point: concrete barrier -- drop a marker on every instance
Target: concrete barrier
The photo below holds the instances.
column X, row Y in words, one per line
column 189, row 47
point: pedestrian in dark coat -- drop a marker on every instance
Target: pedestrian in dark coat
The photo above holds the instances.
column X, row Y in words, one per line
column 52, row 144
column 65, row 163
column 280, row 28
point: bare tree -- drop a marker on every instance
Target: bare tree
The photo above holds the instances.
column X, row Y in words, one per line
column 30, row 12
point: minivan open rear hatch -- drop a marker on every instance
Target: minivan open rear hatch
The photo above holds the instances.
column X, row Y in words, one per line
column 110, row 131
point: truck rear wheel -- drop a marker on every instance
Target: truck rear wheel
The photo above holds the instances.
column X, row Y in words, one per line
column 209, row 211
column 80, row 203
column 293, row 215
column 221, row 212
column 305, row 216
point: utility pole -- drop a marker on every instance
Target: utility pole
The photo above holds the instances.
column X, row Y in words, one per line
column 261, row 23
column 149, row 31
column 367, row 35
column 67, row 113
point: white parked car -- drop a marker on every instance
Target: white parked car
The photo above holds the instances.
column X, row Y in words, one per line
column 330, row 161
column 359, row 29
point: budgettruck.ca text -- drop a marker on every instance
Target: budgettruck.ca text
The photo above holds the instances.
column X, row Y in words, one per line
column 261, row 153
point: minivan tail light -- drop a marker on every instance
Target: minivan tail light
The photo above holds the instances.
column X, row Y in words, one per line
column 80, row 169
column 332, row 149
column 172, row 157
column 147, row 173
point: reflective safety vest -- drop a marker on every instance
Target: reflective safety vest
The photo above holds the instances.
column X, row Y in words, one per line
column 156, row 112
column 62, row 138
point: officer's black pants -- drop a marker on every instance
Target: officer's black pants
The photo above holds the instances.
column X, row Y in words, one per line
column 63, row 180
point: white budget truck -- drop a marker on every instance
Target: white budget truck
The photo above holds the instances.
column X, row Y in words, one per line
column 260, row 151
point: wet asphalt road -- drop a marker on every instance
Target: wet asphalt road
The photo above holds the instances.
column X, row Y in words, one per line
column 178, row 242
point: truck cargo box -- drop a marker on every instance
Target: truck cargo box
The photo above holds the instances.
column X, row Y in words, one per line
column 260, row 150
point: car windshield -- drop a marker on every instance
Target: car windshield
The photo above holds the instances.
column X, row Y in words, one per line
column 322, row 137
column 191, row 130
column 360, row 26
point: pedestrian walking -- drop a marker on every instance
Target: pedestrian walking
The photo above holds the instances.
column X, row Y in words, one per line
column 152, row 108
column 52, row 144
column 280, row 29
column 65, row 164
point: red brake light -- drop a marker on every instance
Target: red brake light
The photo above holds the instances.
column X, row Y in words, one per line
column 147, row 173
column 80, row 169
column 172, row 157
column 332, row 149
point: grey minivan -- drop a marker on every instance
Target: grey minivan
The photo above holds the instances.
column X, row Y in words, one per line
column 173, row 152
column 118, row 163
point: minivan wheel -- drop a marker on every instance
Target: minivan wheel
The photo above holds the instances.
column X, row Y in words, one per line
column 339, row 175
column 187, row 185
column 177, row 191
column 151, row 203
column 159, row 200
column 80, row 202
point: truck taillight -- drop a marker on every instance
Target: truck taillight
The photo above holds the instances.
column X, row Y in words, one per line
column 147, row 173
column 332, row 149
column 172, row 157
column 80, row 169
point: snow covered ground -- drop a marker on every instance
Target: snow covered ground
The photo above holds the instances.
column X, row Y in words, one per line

• [Requirement] Type out the entire listing again, matching every line exactly.

• [Result]
point: concrete barrier -- drop a marker on every instance
Target: concrete barrier
The photo below holds the instances.
column X, row Y in words, one per line
column 189, row 47
point: pedestrian in dark coat -- drop a marker on every instance
Target: pedestrian in dark coat
The photo above holds the instances.
column X, row Y in words, one per line
column 52, row 144
column 65, row 163
column 280, row 28
point: bare tree -- drop a marker on every instance
Target: bare tree
The photo above holds the instances.
column X, row Y in words, one per line
column 30, row 12
point: minivan open rear hatch -- drop a marker on every instance
Target: minivan open rear hatch
The photo above holds the instances.
column X, row Y in words, one per line
column 110, row 131
point: truck rear wheel -- drop a marker on every instance
Target: truck rear wheel
The photo above holds the instances.
column X, row Y in words, one per line
column 209, row 211
column 80, row 203
column 293, row 215
column 221, row 212
column 305, row 216
point: utility pole -- drop a marker on every instance
Target: utility pole
The photo above holds the instances.
column X, row Y in words, one per line
column 261, row 23
column 149, row 31
column 367, row 35
column 67, row 113
point: white parked car -- drop a marker on every instance
Target: white parked car
The photo above holds the instances.
column X, row Y in words, one per line
column 330, row 161
column 359, row 29
point: budgettruck.ca text -- drop a marker on every instance
Target: budgettruck.ca text
The photo above holds the instances.
column X, row Y in words, one per line
column 261, row 153
point: minivan tail light -- drop a marker on every instance
Target: minivan tail light
The photo above holds the instances.
column X, row Y in words, one per line
column 80, row 169
column 332, row 149
column 172, row 157
column 147, row 173
point: reflective safety vest -- drop a marker on every instance
Target: reflective safety vest
The photo above holds the instances.
column X, row Y in words, one per line
column 156, row 112
column 62, row 138
point: officer's black pants -- drop a marker on every instance
Target: officer's black pants
The photo above holds the instances.
column X, row Y in words, one per line
column 63, row 180
point: white budget truck -- drop a marker on every instance
Target: white budget truck
The photo above holds the instances.
column X, row Y in words, one per line
column 260, row 151
point: wet asphalt road -- drop a marker on every instance
Target: wet asphalt road
The photo above holds the instances.
column X, row Y in words, one per line
column 178, row 242
point: truck cargo box -- drop a marker on every instance
Target: truck cargo box
The photo above holds the instances.
column X, row Y in words, one per line
column 260, row 150
point: car windshield -- drop a marker on every instance
Target: car windshield
The photo above holds the instances.
column X, row Y in words, one per line
column 322, row 137
column 191, row 130
column 360, row 26
point: pedestrian walking -- drop a marker on every instance
Target: pedestrian walking
The photo above holds the instances.
column X, row Y in words, one per line
column 152, row 108
column 52, row 144
column 280, row 29
column 65, row 164
point: red brake light -- drop a marker on every instance
Target: red brake light
The photo above holds the instances.
column X, row Y in words, one per line
column 147, row 173
column 80, row 169
column 172, row 157
column 332, row 149
point: grey minivan -- drop a marker on every instance
Target: grey minivan
The photo above holds the instances.
column X, row Y in words, one per line
column 173, row 152
column 118, row 163
point: minivan wheel -- drop a marker on every instance
Target: minivan wheel
The photo above holds the instances.
column X, row Y in words, one per line
column 339, row 175
column 187, row 185
column 177, row 191
column 151, row 203
column 159, row 200
column 80, row 202
point: truck taillight -- drop a marker on every instance
Target: truck taillight
The photo above holds the instances.
column X, row Y in words, one per line
column 147, row 173
column 332, row 149
column 172, row 157
column 80, row 169
point: snow covered ground -- drop a marker on every instance
Target: snow covered ground
The photo above holds the instances.
column X, row Y in words, one per line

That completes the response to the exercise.